**Problem to work on:** In the data below, one line contains "positive clicks: (388, 26)" and a later one contains "10L265 30L410 28L426". Print both, with every line between them, exactly and alone.

┌─ Source information

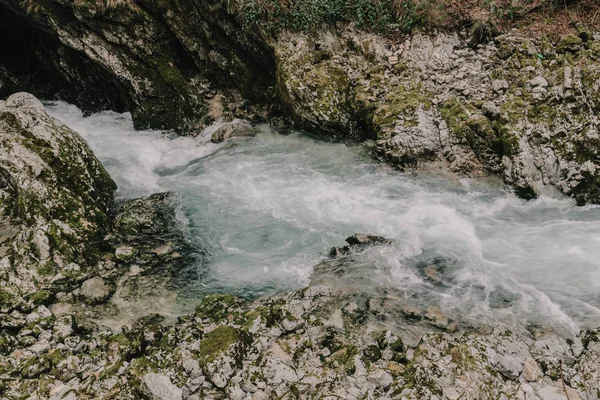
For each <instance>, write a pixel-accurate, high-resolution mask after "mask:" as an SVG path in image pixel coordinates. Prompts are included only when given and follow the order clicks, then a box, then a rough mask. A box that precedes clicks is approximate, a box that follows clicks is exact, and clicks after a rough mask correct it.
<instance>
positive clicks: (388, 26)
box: [224, 0, 429, 34]
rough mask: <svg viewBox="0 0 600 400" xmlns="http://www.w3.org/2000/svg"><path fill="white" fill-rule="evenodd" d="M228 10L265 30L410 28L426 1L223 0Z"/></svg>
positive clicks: (253, 26)
mask: <svg viewBox="0 0 600 400" xmlns="http://www.w3.org/2000/svg"><path fill="white" fill-rule="evenodd" d="M224 3H225V5H226V7H227V9H228V11H230V12H236V11H237V12H238V13H239V14H240V15H242V16H243V20H244V23H245V25H247V26H248V27H258V28H260V29H261V30H262V31H263V32H266V33H271V34H273V33H277V32H278V31H280V30H282V29H288V30H291V31H311V30H315V29H318V28H320V27H321V26H322V25H324V24H335V23H336V22H356V23H357V25H358V26H359V27H363V28H368V29H373V30H375V31H385V30H389V29H397V30H401V31H405V32H407V31H410V30H411V29H412V28H413V27H415V26H416V25H419V24H420V23H421V22H422V21H421V18H422V17H421V8H422V6H423V5H424V4H426V3H429V2H428V1H416V0H357V1H354V2H347V1H344V0H296V1H288V0H225V1H224Z"/></svg>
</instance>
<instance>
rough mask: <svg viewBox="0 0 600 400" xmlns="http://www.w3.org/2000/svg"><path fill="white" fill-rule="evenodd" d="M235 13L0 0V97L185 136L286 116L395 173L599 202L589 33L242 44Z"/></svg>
mask: <svg viewBox="0 0 600 400" xmlns="http://www.w3.org/2000/svg"><path fill="white" fill-rule="evenodd" d="M243 4H244V3H243V2H240V1H239V0H231V1H227V2H223V1H221V0H210V1H204V2H200V3H199V2H193V1H189V0H174V1H171V2H158V3H156V2H152V1H148V0H140V1H135V2H134V1H114V2H113V1H110V2H109V1H106V2H103V1H99V2H81V1H74V0H65V1H62V0H61V1H58V0H46V1H39V0H28V1H17V0H0V33H2V35H3V37H8V38H10V39H8V40H5V41H3V42H2V43H0V56H4V57H9V58H7V59H1V58H0V97H2V96H6V95H9V94H11V93H13V92H14V91H18V90H28V91H34V93H37V94H38V95H43V96H59V97H61V98H63V99H66V100H69V101H71V102H75V103H77V104H78V105H79V106H80V107H83V108H84V109H86V110H88V111H95V110H99V109H104V108H113V109H117V110H120V111H122V110H129V111H131V112H132V117H133V120H134V123H135V126H136V127H138V128H141V127H152V128H168V129H176V130H179V131H182V132H191V133H195V132H198V130H199V129H202V128H203V127H205V126H206V125H207V124H208V123H210V122H212V121H214V120H227V121H231V120H233V119H235V118H245V119H249V120H253V121H264V120H266V119H270V121H271V122H272V123H273V124H274V125H276V126H281V127H287V126H289V122H290V121H292V122H293V123H294V124H295V125H296V126H299V127H302V128H304V129H307V130H309V131H311V132H313V133H315V134H317V135H320V136H321V137H323V138H327V139H335V140H374V141H376V145H375V146H376V151H375V153H376V154H375V155H376V156H377V157H379V158H381V159H384V160H386V161H388V162H391V163H393V164H394V165H397V166H398V167H399V168H402V169H414V168H435V169H438V170H439V169H444V170H446V171H451V172H453V173H457V174H460V175H482V174H483V175H485V174H497V175H501V176H502V177H503V178H504V180H505V182H506V183H507V184H508V185H510V186H511V187H512V188H514V190H515V192H516V193H517V194H518V195H520V196H521V197H524V198H533V197H536V196H539V195H540V194H542V193H545V192H547V191H548V188H556V189H558V190H559V191H560V192H562V193H565V194H567V195H569V196H572V197H574V198H575V199H576V201H577V203H578V204H585V203H600V189H599V187H600V168H599V153H598V149H599V148H600V145H599V133H598V125H599V122H598V113H599V112H600V98H599V97H598V93H600V90H599V87H600V68H599V67H598V65H599V63H598V61H599V60H600V33H598V32H591V31H590V30H588V29H586V28H585V27H583V26H577V27H574V28H573V29H572V32H571V33H569V34H566V35H564V36H562V37H560V38H554V39H553V40H550V39H548V38H547V37H539V38H531V37H528V36H523V35H519V34H518V33H515V32H512V33H508V34H505V35H499V36H496V37H494V35H495V33H496V32H495V31H494V30H493V29H488V30H483V31H481V30H480V31H477V30H475V31H474V32H467V31H462V32H444V33H435V34H434V33H418V32H415V33H413V34H411V35H406V36H397V35H396V36H395V37H394V38H393V39H392V38H388V37H385V36H382V35H375V34H371V33H366V32H364V31H359V30H356V29H355V28H354V27H353V26H352V25H351V24H350V25H348V24H346V25H339V26H337V27H336V28H333V27H331V29H324V30H322V31H319V32H312V33H310V34H307V33H290V32H286V31H282V32H276V33H275V32H271V33H267V32H259V33H256V32H255V30H254V29H251V28H250V29H248V26H247V25H245V23H246V22H248V21H247V18H246V15H245V13H244V12H242V11H240V10H245V8H244V7H243ZM254 17H256V16H254ZM477 26H479V27H481V24H480V25H477V24H476V27H477ZM478 33H479V34H478ZM12 39H14V40H12ZM230 128H231V129H229V131H230V132H229V131H228V132H223V134H224V135H236V134H238V133H239V132H238V129H237V128H236V129H233V126H230ZM238 128H240V126H238ZM241 128H243V129H242V130H247V128H246V127H241ZM223 137H224V136H223ZM215 140H217V141H218V140H222V139H221V138H220V137H215Z"/></svg>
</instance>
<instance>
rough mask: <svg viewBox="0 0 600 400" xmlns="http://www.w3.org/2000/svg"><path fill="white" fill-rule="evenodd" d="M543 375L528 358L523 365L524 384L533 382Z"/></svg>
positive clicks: (535, 366)
mask: <svg viewBox="0 0 600 400" xmlns="http://www.w3.org/2000/svg"><path fill="white" fill-rule="evenodd" d="M542 375H543V372H542V370H541V369H540V367H539V366H538V364H537V362H536V361H535V360H534V359H533V358H528V359H527V360H525V363H524V364H523V379H525V381H526V382H535V381H537V380H538V379H540V377H541V376H542Z"/></svg>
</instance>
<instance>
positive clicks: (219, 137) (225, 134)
mask: <svg viewBox="0 0 600 400" xmlns="http://www.w3.org/2000/svg"><path fill="white" fill-rule="evenodd" d="M252 133H254V128H253V127H252V125H250V124H249V123H247V122H242V121H238V122H229V123H226V124H223V125H221V126H220V127H219V128H217V130H216V131H215V132H214V133H213V134H212V137H211V139H210V141H211V142H213V143H221V142H222V141H224V140H227V139H229V138H232V137H234V136H249V135H251V134H252Z"/></svg>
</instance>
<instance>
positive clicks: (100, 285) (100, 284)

└─

**Exercise result:**
positive clicks: (388, 26)
box: [224, 0, 429, 34]
rough mask: <svg viewBox="0 0 600 400" xmlns="http://www.w3.org/2000/svg"><path fill="white" fill-rule="evenodd" d="M228 10L265 30L410 28L426 1L223 0Z"/></svg>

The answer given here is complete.